═════ EXERCISE INPUT

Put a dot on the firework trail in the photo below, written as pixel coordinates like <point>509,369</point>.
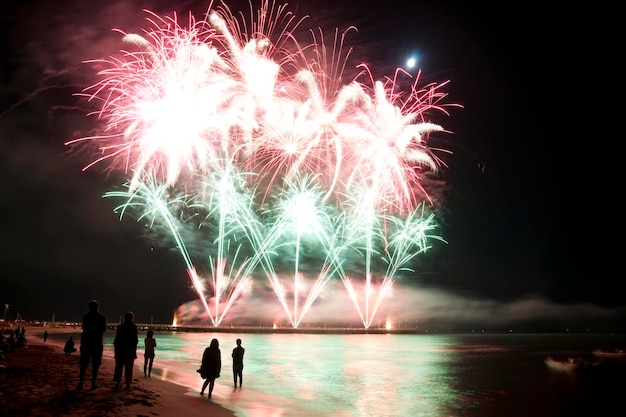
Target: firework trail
<point>247,132</point>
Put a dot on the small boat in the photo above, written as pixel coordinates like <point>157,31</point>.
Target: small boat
<point>612,354</point>
<point>564,364</point>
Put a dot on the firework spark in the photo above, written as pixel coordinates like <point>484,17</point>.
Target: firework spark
<point>248,133</point>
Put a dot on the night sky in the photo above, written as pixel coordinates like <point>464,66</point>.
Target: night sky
<point>530,209</point>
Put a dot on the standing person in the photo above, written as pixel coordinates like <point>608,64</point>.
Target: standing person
<point>91,343</point>
<point>125,349</point>
<point>211,366</point>
<point>148,355</point>
<point>237,355</point>
<point>69,346</point>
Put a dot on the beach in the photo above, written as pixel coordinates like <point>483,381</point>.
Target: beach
<point>38,379</point>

══════════

STATED EXERCISE —
Rewrite the data above, from its first line up to and including the line with "<point>564,364</point>", as a Markdown table with the columns "Row" and "Line", numbering each row and leaving out blank lines. Omit the pictures from the table.

SOLUTION FOR THIS TASK —
| Row | Line |
|---|---|
| 1 | Put a dot on the firework trail in the photo below, written as pixel coordinates like <point>509,369</point>. |
| 2 | Target: firework trail |
| 3 | <point>247,132</point> |
| 4 | Put a dot on the small boat in the photo above, written as pixel coordinates like <point>157,31</point>. |
| 5 | Target: small boat |
| 6 | <point>612,354</point> |
| 7 | <point>564,364</point> |